Aim of the task: Print the lines below exactly, beginning with the one that contains "box: [1000, 588, 1196, 680]" and stopping after the last line.

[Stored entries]
=== Begin Enclosure ===
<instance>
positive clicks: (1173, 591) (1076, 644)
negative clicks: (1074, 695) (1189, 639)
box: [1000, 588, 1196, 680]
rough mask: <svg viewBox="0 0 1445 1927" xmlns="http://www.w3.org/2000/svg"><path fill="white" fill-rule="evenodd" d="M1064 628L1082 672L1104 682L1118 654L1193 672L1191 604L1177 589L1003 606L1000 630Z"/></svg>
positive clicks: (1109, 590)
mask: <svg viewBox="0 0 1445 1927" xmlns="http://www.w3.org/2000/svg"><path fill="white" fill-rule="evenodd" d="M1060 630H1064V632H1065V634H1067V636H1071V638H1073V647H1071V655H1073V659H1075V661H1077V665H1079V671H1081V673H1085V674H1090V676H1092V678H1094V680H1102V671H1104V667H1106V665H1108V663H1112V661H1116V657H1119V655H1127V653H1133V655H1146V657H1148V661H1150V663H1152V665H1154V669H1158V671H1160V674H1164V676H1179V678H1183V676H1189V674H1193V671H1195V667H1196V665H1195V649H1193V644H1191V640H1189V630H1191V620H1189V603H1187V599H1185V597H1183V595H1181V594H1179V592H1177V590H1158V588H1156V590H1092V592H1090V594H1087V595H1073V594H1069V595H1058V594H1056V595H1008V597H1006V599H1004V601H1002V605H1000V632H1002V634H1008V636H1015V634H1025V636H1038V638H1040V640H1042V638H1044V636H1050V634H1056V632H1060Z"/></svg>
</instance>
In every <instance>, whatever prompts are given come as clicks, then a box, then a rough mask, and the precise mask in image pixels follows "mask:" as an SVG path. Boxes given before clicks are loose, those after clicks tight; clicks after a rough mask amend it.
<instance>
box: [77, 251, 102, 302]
=== End Enclosure ===
Result for this task:
box: [1000, 588, 1196, 680]
rough mask: <svg viewBox="0 0 1445 1927" xmlns="http://www.w3.org/2000/svg"><path fill="white" fill-rule="evenodd" d="M1064 628L1082 672L1104 682L1118 654L1193 672L1191 604L1177 589L1003 606L1000 630Z"/></svg>
positive clicks: (1109, 590)
mask: <svg viewBox="0 0 1445 1927" xmlns="http://www.w3.org/2000/svg"><path fill="white" fill-rule="evenodd" d="M1060 630H1064V632H1065V634H1067V636H1071V638H1073V647H1071V655H1073V659H1075V661H1077V665H1079V671H1081V673H1085V674H1090V676H1092V678H1094V680H1102V671H1104V667H1106V665H1108V663H1112V661H1116V657H1119V655H1127V653H1133V655H1146V657H1148V661H1150V663H1152V665H1154V669H1158V671H1160V674H1164V676H1179V678H1183V676H1189V674H1193V671H1195V667H1196V665H1195V649H1193V644H1191V640H1189V630H1191V620H1189V603H1187V599H1185V597H1183V595H1181V594H1179V592H1177V590H1158V588H1156V590H1092V592H1090V594H1087V595H1073V594H1069V595H1058V594H1056V595H1008V597H1006V599H1004V601H1002V605H1000V632H1002V634H1008V636H1015V634H1025V636H1038V638H1040V640H1042V638H1044V636H1050V634H1056V632H1060Z"/></svg>
</instance>
In every <instance>, whatever prompts are given come as clicks, then a box, then a rough mask, and the precise mask in image pixels follows "mask:" as an SVG path. Boxes given before clicks are loose, those after clicks tight; clicks after a rough mask amend it.
<instance>
box: [77, 251, 102, 302]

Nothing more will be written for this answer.